**WHAT YOU SHOULD DO**
Reproduce word for word the lines of the records, beginning with the line that contains "Localize driver side window in the scene." and continuing through the line that contains "[15,37,625,445]".

Annotated coordinate records
## begin

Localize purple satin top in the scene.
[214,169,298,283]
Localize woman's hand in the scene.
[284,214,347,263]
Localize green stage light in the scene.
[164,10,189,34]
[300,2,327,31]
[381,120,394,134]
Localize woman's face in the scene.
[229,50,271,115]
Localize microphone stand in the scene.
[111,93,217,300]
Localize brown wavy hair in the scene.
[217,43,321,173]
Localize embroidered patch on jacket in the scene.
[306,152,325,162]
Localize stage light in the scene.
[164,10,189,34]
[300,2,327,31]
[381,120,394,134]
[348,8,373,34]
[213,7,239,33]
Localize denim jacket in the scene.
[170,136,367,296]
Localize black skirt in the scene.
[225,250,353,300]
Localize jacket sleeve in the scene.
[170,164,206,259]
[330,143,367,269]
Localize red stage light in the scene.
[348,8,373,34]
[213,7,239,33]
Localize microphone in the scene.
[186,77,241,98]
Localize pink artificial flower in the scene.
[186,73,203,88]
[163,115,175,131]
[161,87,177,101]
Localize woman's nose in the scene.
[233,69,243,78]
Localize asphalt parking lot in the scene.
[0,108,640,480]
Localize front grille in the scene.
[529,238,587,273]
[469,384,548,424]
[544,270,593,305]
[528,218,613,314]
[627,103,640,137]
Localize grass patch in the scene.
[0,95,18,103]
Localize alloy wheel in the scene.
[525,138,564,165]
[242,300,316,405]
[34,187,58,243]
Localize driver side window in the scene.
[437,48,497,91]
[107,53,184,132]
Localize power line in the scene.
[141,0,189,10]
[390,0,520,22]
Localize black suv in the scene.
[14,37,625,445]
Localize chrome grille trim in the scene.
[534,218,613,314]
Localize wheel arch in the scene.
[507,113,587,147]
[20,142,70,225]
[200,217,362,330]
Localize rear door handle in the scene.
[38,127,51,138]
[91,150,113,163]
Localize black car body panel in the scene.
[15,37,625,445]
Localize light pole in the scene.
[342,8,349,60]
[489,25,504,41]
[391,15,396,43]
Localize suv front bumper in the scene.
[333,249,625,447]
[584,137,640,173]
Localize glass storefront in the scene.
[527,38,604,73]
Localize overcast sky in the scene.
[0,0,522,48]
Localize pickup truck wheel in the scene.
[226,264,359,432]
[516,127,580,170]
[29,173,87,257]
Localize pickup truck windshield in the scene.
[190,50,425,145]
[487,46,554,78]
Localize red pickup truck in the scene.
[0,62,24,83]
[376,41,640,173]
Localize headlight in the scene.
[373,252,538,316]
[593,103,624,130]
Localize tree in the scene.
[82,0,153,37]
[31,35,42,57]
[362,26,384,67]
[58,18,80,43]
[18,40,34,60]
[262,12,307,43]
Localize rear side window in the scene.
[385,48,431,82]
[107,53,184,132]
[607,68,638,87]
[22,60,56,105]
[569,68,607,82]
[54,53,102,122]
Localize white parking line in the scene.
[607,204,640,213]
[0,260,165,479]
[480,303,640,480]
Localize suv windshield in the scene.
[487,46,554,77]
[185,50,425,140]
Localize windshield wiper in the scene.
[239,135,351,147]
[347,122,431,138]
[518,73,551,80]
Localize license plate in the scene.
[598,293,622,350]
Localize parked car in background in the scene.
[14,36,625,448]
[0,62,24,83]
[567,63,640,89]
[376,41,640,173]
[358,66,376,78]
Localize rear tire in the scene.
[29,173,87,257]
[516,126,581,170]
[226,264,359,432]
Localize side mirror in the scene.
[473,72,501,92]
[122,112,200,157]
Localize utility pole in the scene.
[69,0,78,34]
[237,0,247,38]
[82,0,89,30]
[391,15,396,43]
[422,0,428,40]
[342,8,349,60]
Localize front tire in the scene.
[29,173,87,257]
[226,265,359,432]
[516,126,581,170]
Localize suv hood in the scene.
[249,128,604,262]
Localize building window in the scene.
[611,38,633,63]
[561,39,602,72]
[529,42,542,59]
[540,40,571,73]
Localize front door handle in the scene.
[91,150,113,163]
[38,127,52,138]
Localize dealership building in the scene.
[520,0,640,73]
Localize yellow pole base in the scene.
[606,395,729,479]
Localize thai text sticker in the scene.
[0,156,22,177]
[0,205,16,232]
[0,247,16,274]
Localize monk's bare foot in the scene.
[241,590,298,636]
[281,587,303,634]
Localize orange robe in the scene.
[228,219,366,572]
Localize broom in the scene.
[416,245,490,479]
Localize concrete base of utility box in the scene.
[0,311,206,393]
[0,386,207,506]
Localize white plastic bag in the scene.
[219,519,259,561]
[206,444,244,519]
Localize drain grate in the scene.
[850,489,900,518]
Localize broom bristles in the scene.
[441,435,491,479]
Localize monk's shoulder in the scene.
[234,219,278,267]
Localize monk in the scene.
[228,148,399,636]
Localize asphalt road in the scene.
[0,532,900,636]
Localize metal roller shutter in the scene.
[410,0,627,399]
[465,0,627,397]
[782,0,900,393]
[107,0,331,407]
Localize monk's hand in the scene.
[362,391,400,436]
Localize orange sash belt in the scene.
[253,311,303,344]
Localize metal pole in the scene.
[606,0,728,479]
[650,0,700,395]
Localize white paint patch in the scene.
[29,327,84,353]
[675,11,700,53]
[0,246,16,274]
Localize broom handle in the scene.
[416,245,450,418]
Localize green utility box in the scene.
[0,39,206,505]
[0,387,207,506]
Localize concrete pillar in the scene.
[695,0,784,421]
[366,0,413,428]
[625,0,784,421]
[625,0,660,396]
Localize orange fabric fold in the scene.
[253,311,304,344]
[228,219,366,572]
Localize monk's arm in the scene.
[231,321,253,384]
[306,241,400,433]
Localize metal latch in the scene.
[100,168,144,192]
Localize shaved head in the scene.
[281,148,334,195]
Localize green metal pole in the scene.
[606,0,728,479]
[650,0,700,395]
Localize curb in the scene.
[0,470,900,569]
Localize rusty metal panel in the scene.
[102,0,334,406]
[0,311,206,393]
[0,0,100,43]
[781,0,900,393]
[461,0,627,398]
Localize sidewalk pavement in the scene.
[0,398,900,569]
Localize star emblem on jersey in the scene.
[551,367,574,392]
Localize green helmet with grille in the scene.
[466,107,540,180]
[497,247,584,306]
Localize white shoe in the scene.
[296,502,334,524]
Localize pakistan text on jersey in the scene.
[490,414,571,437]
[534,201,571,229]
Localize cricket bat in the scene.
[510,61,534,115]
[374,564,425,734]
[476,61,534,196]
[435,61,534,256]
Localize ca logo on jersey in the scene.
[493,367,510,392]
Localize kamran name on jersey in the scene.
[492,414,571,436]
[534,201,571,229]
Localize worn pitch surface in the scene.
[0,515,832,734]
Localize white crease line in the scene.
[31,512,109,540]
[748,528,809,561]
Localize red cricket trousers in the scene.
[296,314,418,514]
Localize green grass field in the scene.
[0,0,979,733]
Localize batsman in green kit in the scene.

## end

**CORRECT ANSWER**
Localize driver side window in the scene.
[437,48,497,91]
[107,53,184,132]
Localize power line in the scene.
[141,0,189,10]
[390,0,520,22]
Localize black suv in the scene.
[14,37,625,445]
Localize chrome grille trim in the scene.
[534,218,613,314]
Localize wheel arch in the scene.
[507,113,587,147]
[20,142,70,225]
[200,217,362,330]
Localize rear door handle in the scene.
[38,127,51,138]
[91,150,113,163]
Localize black car body panel in the scene.
[15,37,625,445]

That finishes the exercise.